[TEXT PASSAGE Boundary: Start]

Miyamoto: Ultimately, it’s an issue of organizational institutionalization. The Xi Jinping administration has overturned the personnel pattern that has advanced from the Jiang Zemin era to the Hu Jintao era. I looked at the Hu Jintao era and expected the CCP to become an institutionalized and mature organization following that era of the “rule of men.” I have to say there was a lot of retrogression in this regard.   


Okazaki: Some say it’s difficult to see the process of decision making in the current administration. In the past, in some policy areas, the words of persons with substantial responsibilities and people called “brains” would often reach the outside before and after policy decisions. I feel that this has become more seldom in recent times. It might be because there are so many sensitive issues.  

From “reform and opening up” to the “new normal”

―How do you view the reform and opening up that has started in the late 1970s from a historical perspective?  


Kawashima: Generally, it’s said that it started with the 13th “third plenary meeting of the Central Committee of the CCP” in 1978. However, these words were actually already used in the mid-1970s before the end of the Great Cultural Revolution. Moreover, in the early 1970s, the green revolution in agriculture and reform in aspects like fertilizer production also started. The history of “reform and opening up” is longer than is usually thought, and I think it can be evaluated as a fairly long-term and complex policy trend.

[TEXT PASSAGE Boundary: End]
[INFORMATION Boundary: Start]

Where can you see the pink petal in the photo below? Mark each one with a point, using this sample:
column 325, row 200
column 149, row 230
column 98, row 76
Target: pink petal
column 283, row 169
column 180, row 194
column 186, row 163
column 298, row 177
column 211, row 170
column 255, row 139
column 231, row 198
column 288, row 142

[INFORMATION Boundary: End]

### TASK BRIEF
Write what comes next in the interview on China's reform and opening up, starting after its last sentence. The data are separate material from the interview on China's reform and opening up.

### OUTPUT FOR THIS EXERCISE
Miyamoto: For the last 40 years, it has been said that the Chinese economy has problems, but looking back, the CCP managed the economy well. Its ability has been remarkable. The background has been a sense of crisis that if the economy can’t be enriched, the CCP would be abandoned by the people. In 1981–1983, I worked for the Japanese Embassy in Beijing, where I constantly felt the passion emitting from Deng Xiaoping, along with the sense of crisis that was the other side of the coin.  


Kawashima: As suggested by the emergence of the word “international grand circulation” in 1988, the Chinese economy developed in a context of globalization. Developed countries have grown in an ideal environment where they are free to invest in China, technology transfer is advanced, China exports products, and developed countries buy Chinese products almost tariff-free, while China can place preferential duty on products of developed countries.


Okazaki: Then, Deng Xiaoping’s Southern Tour talks in 1992 and China’s joining the WTO in 2001 were important opportunities that drove reform and opening up.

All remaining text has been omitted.